Coordinate annotation records

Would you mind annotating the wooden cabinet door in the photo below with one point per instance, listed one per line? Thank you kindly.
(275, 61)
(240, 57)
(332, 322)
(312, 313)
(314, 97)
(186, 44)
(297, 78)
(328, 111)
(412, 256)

**Problem to work on:**
Output every line of the rows above as a Markdown table with the columns No. and Line, numbering each line in order and skipping any blank lines.

**Solved problem:**
| No. | Line |
|---|---|
| 1 | Would you mind annotating the wooden cabinet door in the photo below with one point per instance, listed one per line? Thank you kindly. |
| 2 | (275, 61) |
| 3 | (240, 57) |
| 4 | (332, 322) |
| 5 | (312, 313) |
| 6 | (314, 97) |
| 7 | (186, 44) |
| 8 | (297, 78) |
| 9 | (328, 111) |
| 10 | (412, 256) |